**TEXTE:**
Il était encore étudiant à Paris, lorsqu’il a commencé à s’intéresser de près à la presse tunisienne qui était alors en pleine expansion. Alerté par les actualités de son pays que l’administration coloniale, en bonne entente avec l’Église, essaie d’absorber et d’évangéliser, Habib Bourguiba met sa plume au service de la lutte contre l’occupant. A 23 ans, il se distingue par la puissance de son Verbe, l’audace et la profondeur de ses analyses.
Après avoir publié dans “l’étendard tunisien” (fondé par Chedly Khairallah) et “La voix du Tunisien”, il crée (1er novembre 1932) “l’Action tunisienne” avec M. Materi et B. Guigua. A la “voix” succède “l’Action” : le message est clair.
Officiellement inscrit au barreau (depuis le 17 nov. 1930), et installé à la rue Bab- Souika, le jeune avocat met en veille son cabinet et se consacre corps et âme au journalisme. Sur les colonnes de “l’Action” dont il était le principal (et parfois le seul) rédacteur et concepteur, il travaille à l’éveil du sentiment nationaliste et à la dénonciation des inégalités socio-politiques.

**ENREGISTREMENTS FOURNIS:**
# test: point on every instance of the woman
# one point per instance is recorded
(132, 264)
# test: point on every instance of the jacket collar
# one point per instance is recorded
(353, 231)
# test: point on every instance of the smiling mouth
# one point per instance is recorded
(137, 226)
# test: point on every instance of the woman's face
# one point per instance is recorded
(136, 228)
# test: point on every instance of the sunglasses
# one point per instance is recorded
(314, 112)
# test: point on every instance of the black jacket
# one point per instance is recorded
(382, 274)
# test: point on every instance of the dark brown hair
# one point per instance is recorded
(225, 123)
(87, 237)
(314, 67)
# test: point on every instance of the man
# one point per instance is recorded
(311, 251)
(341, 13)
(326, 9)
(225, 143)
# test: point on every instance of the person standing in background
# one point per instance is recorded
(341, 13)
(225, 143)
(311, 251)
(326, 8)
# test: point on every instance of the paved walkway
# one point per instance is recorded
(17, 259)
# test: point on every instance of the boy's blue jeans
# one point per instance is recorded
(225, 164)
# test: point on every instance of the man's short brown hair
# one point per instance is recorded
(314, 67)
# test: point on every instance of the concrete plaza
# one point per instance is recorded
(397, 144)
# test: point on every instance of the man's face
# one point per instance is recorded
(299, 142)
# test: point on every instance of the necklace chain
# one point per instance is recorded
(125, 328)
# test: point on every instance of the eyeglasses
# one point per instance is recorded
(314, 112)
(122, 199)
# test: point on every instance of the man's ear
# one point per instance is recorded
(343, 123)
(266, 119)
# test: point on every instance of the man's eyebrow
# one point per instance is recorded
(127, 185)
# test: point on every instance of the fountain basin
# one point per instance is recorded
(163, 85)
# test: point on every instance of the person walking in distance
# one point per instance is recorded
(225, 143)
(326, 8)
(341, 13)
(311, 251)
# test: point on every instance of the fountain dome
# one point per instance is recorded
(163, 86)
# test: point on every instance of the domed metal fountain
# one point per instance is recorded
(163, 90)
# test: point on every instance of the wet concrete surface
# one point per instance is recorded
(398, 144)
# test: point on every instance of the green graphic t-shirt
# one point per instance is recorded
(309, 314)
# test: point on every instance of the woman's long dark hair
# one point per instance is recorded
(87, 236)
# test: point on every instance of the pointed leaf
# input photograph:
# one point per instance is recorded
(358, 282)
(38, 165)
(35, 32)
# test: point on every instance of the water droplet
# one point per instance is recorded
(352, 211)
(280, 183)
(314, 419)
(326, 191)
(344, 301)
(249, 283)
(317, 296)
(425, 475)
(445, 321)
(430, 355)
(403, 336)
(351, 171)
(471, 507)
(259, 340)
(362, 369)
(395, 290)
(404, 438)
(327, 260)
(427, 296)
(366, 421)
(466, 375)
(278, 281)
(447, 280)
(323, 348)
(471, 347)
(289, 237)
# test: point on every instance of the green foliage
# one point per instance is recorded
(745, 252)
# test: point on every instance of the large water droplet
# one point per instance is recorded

**EXERCICES À TRAITER:**
A) D'après le texte consacré à Habib Bourguiba, à quelle date celui-ci crée-t-il « l'Action tunisienne » ?
B) Transcrivez le passage du texte consacré à Habib Bourguiba qui débute aux mots « Officiellement inscrit au » et se termine après les mots « des inégalités socio-politiques. ».
C) Reformulez plus brièvement le paragraphe du texte consacré à Habib Bourguiba qui commence par « Officiellement inscrit au barreau », en conservant ses faits essentiels.

**CORRIGÉ DES EXERCICES:**
A) Le 1er novembre 1932.

B)
Officiellement inscrit au barreau (depuis le 17 nov. 1930), et installé à la rue Bab- Souika, le jeune avocat met en veille son cabinet et se consacre corps et âme au journalisme. Sur les colonnes de “l’Action” dont il était le principal (et parfois le seul) rédacteur et concepteur, il travaille à l’éveil du sentiment nationaliste et à la dénonciation des inégalités socio-politiques.

C) Inscrit au barreau depuis le 17 novembre 1930 et installé rue Bab-Souika, le jeune avocat met son cabinet en veille pour se consacrer entièrement au journalisme. Principal, et parfois seul, rédacteur et concepteur de « l'Action », il y œuvre à l'éveil du sentiment nationaliste et dénonce les inégalités socio-politiques.